START Source material

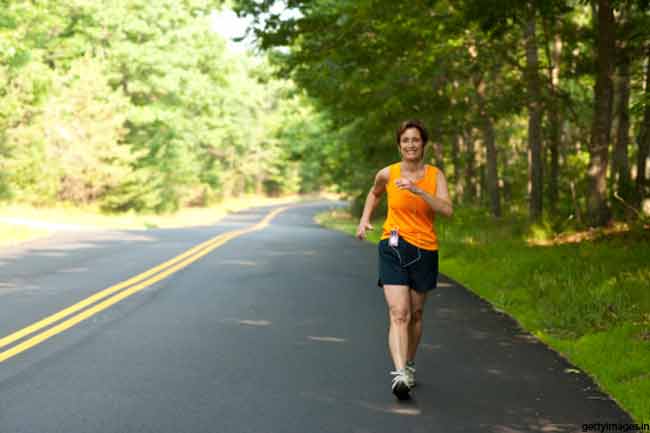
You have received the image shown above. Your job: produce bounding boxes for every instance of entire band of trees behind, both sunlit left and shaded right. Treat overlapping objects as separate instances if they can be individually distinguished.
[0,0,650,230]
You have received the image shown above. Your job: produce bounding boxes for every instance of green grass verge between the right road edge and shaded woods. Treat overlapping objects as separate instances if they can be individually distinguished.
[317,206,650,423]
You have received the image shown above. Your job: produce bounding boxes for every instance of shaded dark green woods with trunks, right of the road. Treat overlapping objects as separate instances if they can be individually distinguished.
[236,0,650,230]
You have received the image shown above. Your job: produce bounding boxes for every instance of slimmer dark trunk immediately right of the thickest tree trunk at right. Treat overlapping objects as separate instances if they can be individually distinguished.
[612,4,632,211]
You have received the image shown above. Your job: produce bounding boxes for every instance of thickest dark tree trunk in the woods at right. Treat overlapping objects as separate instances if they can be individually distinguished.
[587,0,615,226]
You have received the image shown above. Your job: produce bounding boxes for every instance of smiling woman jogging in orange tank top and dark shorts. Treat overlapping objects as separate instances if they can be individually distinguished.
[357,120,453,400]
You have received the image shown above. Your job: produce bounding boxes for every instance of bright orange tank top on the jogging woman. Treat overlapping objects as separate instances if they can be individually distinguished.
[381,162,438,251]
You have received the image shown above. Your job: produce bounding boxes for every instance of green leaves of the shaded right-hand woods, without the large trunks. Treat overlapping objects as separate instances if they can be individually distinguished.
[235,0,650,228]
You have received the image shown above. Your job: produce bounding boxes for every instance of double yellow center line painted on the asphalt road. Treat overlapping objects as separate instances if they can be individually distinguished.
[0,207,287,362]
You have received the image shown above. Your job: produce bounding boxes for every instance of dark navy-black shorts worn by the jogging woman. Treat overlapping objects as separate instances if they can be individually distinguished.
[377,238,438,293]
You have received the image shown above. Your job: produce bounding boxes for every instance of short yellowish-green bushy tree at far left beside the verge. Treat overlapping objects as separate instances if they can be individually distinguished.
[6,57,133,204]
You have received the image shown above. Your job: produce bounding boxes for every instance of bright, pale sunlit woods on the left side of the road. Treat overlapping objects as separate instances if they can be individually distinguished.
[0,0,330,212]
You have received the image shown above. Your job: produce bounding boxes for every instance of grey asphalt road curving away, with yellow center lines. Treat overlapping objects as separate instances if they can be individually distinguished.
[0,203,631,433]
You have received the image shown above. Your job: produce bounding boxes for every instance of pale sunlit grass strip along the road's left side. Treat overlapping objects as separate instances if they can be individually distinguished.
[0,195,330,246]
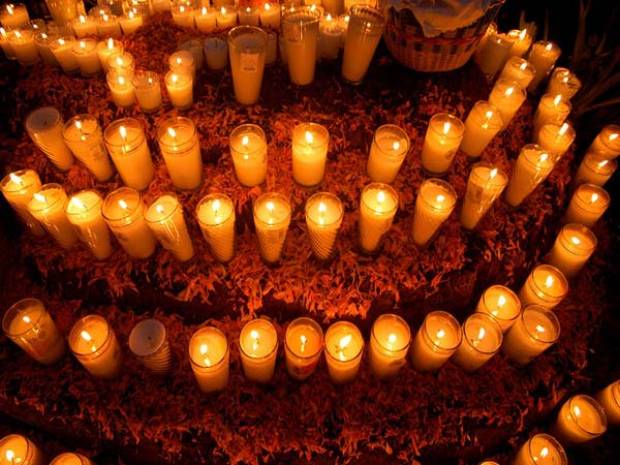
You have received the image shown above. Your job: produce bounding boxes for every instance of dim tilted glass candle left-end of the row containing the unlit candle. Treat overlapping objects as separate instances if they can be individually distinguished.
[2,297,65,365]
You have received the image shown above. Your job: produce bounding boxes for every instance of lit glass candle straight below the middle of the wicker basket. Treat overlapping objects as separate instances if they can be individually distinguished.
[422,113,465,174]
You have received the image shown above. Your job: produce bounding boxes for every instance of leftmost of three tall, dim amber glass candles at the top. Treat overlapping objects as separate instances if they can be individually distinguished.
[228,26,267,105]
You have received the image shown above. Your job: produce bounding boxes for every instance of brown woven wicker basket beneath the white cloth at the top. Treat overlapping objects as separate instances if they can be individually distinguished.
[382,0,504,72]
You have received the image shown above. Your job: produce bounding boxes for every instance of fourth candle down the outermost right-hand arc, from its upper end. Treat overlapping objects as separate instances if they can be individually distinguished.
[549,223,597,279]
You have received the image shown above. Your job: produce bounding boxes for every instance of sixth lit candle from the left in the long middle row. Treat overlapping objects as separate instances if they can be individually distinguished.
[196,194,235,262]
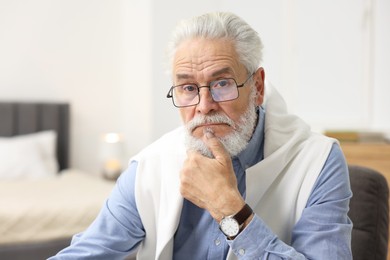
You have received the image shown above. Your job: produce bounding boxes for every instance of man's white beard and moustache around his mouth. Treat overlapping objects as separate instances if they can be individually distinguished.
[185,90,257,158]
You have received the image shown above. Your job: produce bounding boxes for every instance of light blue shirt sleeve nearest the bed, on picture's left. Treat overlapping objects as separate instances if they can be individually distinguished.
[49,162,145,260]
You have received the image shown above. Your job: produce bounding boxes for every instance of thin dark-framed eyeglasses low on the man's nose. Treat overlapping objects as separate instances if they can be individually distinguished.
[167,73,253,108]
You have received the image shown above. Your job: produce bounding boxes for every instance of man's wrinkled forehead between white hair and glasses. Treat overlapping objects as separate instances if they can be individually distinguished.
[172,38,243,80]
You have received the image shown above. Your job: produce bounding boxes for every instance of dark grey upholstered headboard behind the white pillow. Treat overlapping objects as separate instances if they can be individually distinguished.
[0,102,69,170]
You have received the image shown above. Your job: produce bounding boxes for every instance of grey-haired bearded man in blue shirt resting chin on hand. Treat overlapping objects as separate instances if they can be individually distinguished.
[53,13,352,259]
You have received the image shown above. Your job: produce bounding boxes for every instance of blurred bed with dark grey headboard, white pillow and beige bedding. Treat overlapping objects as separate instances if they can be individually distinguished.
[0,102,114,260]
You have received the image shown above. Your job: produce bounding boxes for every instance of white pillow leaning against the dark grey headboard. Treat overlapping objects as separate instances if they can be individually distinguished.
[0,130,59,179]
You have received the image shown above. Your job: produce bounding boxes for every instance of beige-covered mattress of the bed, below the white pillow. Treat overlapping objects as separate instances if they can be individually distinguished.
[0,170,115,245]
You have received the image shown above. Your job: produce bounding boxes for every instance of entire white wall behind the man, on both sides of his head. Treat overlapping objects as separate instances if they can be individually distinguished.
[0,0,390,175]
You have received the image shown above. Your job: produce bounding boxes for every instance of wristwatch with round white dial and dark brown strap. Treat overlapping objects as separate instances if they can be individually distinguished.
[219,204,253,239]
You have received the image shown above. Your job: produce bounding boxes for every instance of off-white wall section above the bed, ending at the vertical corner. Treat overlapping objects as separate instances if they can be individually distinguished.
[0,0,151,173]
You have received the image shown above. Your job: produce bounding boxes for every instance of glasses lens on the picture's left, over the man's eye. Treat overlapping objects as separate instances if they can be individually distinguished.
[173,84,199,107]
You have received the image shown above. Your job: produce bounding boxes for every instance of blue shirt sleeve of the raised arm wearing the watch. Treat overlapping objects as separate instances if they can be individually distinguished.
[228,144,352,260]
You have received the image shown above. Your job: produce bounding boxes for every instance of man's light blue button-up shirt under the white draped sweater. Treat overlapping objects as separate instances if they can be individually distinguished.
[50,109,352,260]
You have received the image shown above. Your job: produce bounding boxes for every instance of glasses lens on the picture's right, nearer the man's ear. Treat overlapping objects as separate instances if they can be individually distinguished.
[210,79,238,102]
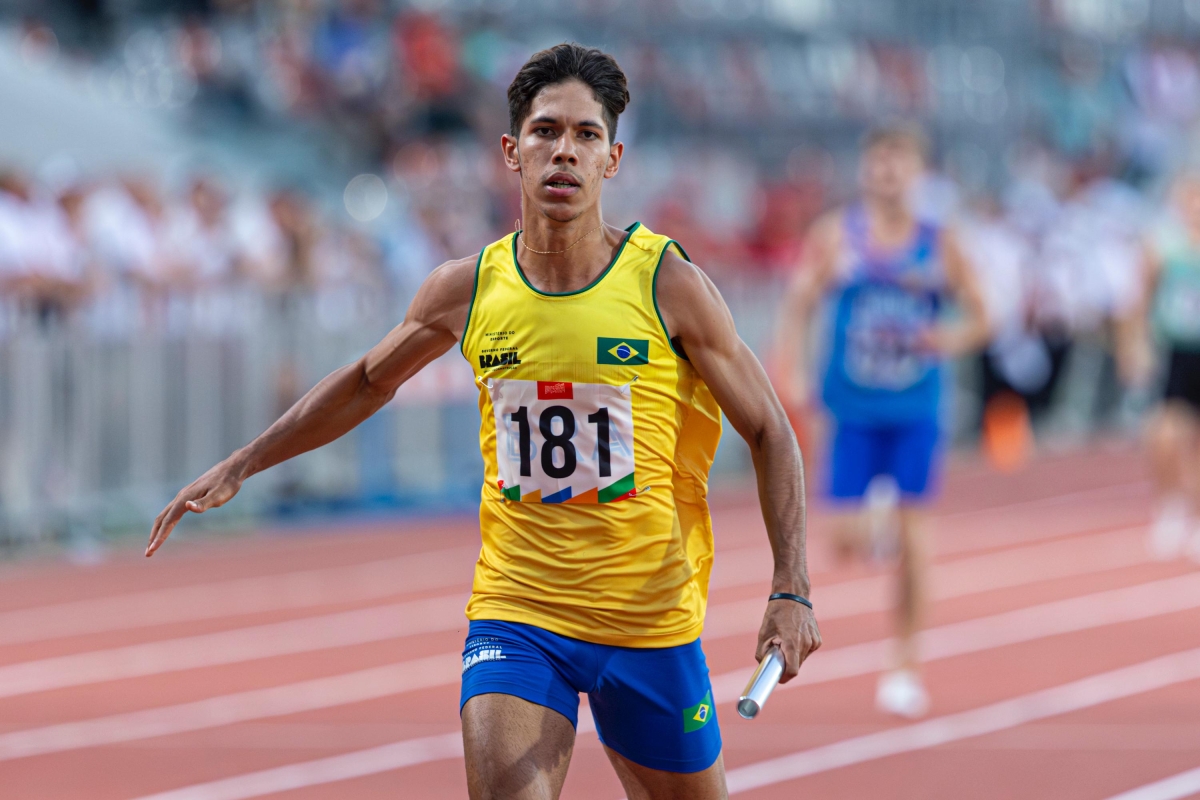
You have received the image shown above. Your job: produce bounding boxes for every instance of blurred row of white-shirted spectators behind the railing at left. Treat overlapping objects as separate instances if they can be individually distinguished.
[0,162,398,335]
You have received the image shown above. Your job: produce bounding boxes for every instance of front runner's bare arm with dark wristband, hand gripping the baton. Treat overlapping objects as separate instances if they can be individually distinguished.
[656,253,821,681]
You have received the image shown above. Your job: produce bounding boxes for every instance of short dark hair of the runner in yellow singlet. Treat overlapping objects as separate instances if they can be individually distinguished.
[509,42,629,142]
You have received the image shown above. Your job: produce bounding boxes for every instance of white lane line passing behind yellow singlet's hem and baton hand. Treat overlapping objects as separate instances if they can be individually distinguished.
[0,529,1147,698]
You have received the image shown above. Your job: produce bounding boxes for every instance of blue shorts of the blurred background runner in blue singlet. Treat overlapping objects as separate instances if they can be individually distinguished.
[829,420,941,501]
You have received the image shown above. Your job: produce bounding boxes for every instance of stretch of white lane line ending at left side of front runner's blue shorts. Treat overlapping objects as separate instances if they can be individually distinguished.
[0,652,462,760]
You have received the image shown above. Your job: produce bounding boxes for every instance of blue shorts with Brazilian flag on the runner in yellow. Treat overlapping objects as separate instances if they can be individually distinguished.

END Source material

## Task directions
Nothing but the lines from the one with "blue shorts of" through the last line of the records above should be retyped, and those word for word.

## Exercise output
You have received the image shown above. Your job: produce bounding boxes for every instance of blue shorts of the blurred background runner in blue singlet. Treat overlapping objects as separate instances if they can be individually distinguished.
[829,420,941,501]
You have received the image shown above. Your job: produce bounding boxes for every instance of stretch of white lane line ending at left side of front runner's blue shorts. Treat overlapping objects as separate instances if they can be individually distinguished.
[0,652,462,760]
You have received the image shown above. Your job: produce bounding boxes for every instance of blue shorts with Brazilian flag on the runner in yellow. Treat overlapping objects as separate instances if they can be individually distinguished.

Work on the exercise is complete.